┌──
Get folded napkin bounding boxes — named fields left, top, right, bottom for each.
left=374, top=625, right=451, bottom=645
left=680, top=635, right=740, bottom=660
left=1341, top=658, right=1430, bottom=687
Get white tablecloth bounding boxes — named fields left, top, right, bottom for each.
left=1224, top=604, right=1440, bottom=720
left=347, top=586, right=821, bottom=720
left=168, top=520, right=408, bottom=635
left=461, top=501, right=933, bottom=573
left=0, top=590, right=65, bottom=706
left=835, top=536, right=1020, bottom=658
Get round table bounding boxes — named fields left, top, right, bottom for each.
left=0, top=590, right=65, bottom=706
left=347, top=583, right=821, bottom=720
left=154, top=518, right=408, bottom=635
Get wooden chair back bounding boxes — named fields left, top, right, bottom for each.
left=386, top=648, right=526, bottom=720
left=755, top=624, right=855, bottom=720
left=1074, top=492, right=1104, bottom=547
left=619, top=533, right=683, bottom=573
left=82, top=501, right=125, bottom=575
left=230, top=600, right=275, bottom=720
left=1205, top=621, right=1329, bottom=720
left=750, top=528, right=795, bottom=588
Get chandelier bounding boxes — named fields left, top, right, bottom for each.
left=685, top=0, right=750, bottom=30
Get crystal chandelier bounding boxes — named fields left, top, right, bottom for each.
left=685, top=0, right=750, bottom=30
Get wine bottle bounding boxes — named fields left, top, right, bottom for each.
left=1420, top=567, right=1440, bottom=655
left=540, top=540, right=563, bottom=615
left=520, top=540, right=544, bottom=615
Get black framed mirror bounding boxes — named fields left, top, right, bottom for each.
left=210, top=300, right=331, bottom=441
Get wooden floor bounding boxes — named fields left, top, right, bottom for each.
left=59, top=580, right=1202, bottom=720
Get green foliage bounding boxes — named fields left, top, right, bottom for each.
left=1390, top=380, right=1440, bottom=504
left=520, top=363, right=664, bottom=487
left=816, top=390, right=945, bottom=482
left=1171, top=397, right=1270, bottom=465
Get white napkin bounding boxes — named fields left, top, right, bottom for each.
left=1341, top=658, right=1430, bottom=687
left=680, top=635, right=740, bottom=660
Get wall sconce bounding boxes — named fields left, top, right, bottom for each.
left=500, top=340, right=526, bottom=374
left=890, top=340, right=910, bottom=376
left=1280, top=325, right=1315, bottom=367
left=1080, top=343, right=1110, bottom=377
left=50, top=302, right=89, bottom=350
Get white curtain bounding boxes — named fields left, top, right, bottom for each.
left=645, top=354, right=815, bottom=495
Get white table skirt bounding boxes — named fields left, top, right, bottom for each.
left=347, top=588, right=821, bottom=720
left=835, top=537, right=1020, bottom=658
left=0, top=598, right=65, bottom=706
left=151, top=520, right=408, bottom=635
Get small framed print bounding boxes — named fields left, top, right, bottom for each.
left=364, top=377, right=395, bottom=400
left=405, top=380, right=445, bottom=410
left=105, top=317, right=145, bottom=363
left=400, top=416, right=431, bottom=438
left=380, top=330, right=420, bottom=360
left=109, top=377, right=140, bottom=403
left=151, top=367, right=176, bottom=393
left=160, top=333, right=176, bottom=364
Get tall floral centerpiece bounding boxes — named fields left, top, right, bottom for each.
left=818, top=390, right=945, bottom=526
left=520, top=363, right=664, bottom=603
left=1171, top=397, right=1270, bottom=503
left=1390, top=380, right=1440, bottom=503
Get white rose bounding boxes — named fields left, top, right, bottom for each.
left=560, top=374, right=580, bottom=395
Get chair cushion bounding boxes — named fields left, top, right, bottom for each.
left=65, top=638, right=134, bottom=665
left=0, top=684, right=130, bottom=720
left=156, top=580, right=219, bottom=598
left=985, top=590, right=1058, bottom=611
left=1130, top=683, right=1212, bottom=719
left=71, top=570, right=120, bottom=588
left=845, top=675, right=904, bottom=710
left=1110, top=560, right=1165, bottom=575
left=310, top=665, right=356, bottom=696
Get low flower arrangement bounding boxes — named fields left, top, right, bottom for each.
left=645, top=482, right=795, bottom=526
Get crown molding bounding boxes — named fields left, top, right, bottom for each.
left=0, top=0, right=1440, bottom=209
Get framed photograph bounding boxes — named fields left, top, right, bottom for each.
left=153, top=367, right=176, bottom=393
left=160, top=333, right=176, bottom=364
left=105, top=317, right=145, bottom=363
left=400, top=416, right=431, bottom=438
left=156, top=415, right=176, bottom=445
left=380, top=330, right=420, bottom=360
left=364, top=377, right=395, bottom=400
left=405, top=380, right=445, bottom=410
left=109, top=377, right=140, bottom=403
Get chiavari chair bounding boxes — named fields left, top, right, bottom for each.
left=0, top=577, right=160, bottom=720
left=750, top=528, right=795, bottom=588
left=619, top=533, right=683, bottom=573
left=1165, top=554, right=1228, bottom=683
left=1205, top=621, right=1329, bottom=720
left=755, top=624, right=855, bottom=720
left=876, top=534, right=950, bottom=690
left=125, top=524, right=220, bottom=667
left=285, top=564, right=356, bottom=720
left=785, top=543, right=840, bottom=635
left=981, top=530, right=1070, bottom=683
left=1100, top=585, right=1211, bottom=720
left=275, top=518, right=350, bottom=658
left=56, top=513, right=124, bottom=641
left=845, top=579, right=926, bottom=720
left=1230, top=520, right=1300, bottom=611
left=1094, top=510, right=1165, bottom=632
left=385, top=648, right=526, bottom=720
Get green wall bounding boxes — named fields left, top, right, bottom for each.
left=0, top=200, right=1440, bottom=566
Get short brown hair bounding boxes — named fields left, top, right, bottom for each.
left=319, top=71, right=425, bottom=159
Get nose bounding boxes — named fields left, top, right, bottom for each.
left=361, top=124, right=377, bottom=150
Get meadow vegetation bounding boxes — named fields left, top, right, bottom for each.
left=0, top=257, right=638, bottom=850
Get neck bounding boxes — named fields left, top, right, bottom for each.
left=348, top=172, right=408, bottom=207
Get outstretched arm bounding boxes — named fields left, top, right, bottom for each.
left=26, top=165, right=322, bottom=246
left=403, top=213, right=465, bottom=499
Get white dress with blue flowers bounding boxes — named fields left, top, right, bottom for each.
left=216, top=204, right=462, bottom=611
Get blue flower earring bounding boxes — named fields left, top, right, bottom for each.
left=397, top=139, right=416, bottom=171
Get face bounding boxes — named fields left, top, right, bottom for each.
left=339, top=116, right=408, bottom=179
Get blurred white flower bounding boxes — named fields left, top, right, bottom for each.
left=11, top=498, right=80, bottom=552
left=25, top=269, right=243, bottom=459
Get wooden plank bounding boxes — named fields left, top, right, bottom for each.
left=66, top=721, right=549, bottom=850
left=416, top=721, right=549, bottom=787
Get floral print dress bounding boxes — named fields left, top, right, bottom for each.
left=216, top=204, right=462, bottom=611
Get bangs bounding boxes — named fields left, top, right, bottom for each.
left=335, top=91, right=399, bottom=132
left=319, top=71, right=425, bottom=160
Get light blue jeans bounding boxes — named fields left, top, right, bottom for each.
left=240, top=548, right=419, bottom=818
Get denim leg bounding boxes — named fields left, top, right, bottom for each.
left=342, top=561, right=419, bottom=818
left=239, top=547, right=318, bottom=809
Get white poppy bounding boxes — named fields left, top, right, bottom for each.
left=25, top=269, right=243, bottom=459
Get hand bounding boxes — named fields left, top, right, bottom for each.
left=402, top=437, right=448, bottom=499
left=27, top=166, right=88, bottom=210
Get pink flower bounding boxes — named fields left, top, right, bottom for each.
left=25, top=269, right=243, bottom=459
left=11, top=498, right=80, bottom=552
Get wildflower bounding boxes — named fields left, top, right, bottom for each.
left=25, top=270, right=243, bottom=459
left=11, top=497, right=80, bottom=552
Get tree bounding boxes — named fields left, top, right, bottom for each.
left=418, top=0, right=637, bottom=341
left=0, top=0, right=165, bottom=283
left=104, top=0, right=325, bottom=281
└──
┌──
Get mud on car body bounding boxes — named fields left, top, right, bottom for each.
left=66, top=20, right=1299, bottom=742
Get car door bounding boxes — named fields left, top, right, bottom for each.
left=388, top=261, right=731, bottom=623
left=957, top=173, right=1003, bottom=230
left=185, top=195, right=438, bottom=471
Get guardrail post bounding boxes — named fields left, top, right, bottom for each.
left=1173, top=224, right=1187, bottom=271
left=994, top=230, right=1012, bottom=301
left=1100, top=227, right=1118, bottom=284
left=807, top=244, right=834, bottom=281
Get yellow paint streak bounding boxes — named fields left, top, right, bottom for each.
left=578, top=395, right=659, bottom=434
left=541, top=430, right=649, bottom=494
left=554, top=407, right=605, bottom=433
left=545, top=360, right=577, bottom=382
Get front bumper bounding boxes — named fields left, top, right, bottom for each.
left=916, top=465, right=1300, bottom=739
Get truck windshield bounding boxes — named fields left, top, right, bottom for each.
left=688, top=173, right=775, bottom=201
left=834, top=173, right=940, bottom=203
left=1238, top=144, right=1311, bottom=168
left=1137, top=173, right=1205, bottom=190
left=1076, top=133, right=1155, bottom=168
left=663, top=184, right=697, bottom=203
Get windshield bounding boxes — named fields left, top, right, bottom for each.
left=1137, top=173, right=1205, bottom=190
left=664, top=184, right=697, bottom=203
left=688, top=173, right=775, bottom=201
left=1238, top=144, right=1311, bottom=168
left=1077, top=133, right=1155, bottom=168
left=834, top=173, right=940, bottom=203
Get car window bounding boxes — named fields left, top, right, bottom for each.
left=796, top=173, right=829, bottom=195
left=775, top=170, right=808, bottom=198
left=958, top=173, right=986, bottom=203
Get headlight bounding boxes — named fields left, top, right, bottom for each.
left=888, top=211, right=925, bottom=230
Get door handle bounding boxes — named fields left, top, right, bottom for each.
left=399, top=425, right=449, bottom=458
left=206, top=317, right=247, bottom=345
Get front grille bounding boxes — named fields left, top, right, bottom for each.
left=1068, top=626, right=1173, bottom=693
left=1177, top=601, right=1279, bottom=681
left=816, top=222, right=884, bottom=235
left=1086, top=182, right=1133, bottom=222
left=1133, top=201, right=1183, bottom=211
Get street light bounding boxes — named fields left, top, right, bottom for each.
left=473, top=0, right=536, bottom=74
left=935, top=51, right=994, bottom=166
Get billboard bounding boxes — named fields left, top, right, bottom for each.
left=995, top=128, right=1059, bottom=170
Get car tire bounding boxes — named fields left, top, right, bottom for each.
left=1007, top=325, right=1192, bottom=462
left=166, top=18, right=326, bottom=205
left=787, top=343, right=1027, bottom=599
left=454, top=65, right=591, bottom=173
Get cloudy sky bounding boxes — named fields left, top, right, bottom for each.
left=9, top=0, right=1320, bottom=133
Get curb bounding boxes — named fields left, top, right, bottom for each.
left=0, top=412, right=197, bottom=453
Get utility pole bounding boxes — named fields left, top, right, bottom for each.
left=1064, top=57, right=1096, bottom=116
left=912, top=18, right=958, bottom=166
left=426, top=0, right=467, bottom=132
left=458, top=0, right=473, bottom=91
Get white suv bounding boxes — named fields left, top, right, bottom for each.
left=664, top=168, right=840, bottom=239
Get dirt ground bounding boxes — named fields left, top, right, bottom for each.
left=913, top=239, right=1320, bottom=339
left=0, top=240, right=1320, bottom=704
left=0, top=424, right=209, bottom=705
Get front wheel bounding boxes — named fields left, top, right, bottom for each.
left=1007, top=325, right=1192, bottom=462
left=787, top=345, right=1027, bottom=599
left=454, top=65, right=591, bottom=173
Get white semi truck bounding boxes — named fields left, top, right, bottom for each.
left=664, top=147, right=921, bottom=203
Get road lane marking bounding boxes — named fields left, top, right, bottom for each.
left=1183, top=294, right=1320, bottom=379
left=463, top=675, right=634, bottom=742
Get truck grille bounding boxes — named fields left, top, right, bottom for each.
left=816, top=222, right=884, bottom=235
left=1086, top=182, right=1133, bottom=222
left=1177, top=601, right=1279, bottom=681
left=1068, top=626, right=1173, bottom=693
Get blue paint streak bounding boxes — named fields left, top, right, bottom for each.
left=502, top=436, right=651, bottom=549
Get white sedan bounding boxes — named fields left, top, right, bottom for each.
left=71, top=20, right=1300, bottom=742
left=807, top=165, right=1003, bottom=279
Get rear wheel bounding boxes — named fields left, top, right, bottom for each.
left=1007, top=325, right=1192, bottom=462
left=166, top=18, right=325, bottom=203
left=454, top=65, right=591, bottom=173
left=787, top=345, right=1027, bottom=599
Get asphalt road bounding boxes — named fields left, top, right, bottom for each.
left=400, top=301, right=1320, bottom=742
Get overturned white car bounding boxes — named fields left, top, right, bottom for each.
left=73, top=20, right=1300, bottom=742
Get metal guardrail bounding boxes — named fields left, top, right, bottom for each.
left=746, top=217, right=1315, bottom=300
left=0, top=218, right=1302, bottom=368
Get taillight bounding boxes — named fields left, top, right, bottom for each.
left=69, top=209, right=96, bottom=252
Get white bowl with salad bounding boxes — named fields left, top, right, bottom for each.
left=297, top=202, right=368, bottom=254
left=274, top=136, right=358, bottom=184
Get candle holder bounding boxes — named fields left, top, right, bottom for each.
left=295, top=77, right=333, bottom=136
└──
┌──
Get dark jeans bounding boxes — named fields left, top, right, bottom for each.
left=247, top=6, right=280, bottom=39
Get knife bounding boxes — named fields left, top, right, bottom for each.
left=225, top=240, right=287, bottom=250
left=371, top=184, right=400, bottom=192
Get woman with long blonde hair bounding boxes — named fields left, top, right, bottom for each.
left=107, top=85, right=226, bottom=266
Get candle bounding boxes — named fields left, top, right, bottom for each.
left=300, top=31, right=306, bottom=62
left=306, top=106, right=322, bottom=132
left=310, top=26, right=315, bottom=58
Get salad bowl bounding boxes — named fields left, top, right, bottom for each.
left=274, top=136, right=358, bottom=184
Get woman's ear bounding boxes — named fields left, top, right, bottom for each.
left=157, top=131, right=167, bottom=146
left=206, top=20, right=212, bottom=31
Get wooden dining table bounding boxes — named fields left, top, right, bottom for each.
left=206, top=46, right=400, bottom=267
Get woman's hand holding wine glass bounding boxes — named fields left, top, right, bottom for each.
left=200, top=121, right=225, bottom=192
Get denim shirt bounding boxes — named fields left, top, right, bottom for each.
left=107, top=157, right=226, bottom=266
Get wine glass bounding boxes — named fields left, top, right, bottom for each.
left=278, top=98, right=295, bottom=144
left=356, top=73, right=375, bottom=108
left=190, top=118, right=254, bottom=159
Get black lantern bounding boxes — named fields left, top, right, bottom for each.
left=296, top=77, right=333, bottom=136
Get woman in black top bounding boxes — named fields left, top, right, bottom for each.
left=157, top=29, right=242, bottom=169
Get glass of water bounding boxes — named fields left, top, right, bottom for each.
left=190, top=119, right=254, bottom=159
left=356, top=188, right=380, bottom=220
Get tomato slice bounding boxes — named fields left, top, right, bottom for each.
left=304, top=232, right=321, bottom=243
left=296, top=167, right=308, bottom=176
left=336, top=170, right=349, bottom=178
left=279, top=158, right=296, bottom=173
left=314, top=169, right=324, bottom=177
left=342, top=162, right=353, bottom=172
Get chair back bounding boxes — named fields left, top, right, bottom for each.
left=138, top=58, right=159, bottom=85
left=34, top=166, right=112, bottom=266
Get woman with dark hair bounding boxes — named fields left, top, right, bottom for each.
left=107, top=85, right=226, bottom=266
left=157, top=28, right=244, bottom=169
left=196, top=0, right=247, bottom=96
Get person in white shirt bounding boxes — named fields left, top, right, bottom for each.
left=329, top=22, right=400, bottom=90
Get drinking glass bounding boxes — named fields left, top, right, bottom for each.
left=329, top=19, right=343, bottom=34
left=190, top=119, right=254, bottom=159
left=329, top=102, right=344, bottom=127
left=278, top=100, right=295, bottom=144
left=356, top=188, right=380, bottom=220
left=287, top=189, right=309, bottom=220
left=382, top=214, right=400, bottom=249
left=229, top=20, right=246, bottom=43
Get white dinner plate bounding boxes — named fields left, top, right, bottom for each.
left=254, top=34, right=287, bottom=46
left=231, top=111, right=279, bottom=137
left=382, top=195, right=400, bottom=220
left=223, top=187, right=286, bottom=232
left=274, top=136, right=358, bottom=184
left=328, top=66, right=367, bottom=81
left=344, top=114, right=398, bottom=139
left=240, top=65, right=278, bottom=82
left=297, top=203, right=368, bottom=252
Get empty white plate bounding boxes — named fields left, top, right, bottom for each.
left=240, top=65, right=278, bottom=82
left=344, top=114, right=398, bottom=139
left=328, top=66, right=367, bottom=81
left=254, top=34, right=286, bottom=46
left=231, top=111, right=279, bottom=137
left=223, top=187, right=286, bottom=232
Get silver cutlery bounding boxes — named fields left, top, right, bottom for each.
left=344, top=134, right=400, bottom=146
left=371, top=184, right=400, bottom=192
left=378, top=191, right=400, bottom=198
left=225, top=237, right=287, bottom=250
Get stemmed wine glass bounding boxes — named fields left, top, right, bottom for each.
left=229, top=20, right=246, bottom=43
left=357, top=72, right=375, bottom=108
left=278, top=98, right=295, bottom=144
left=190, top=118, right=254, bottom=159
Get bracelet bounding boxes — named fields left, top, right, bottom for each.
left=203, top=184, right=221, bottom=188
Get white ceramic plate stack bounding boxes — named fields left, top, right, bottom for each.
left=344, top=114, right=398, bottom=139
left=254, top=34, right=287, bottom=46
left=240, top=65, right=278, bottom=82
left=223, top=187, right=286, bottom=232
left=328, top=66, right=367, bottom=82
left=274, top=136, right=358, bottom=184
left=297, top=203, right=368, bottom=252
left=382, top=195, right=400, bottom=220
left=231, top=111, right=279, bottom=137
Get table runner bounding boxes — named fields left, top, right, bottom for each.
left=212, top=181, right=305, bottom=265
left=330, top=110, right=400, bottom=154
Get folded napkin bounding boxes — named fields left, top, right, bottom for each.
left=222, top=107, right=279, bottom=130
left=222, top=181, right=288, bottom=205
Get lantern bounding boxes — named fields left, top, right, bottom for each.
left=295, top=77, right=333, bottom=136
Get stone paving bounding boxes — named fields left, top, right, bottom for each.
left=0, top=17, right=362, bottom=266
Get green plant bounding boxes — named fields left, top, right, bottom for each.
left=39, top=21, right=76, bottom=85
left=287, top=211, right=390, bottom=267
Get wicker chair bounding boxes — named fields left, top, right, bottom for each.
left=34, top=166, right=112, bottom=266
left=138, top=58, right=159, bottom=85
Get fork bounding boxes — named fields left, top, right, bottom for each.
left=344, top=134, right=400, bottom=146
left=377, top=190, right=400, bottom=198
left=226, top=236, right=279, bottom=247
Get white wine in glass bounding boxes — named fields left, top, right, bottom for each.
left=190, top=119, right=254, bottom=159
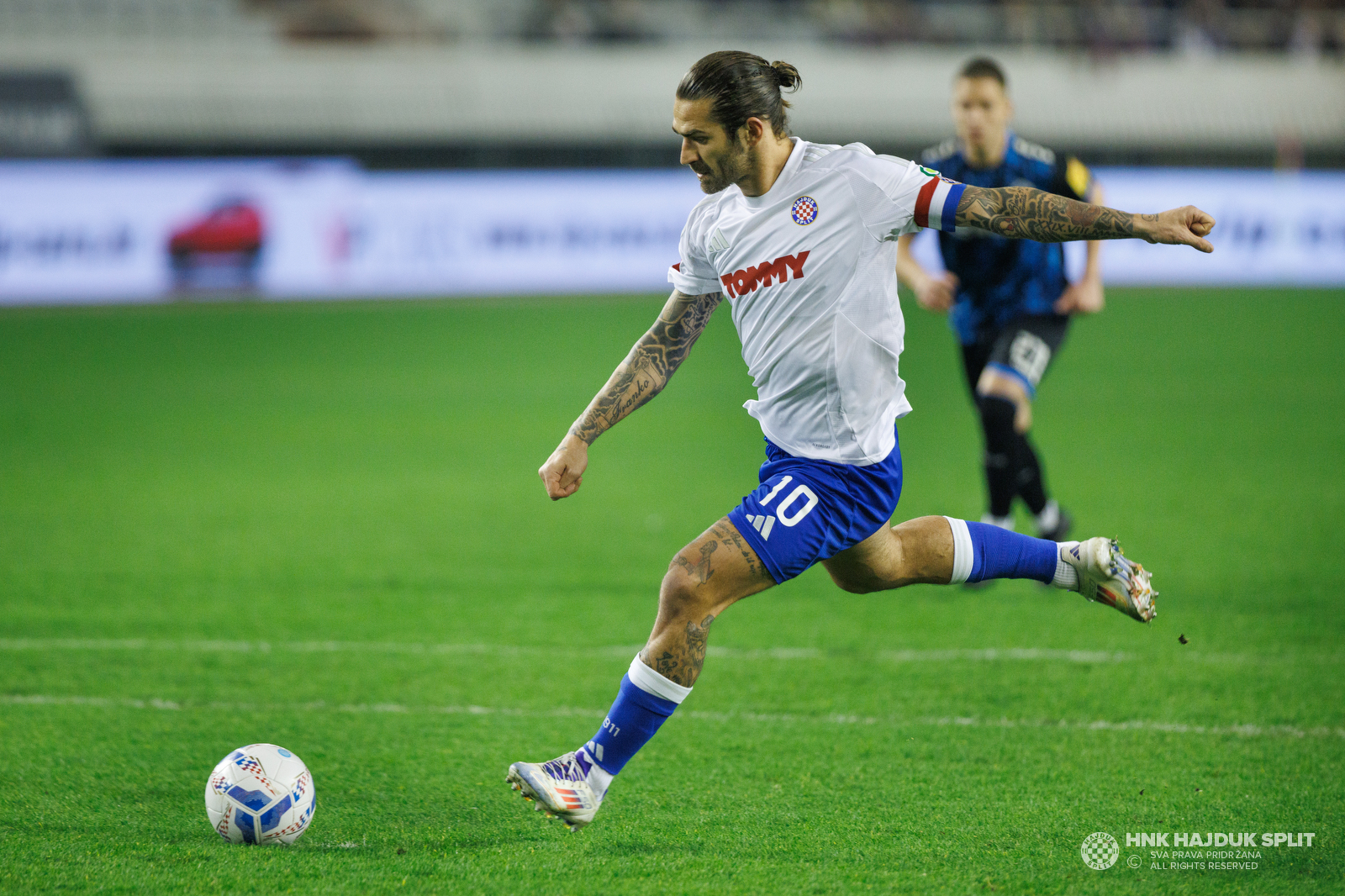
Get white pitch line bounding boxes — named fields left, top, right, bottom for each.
└──
**WHAT TO PRODUCE**
Tally the lines in the data above that contain the word "chandelier", and give only that number.

**OUTPUT BELOW**
2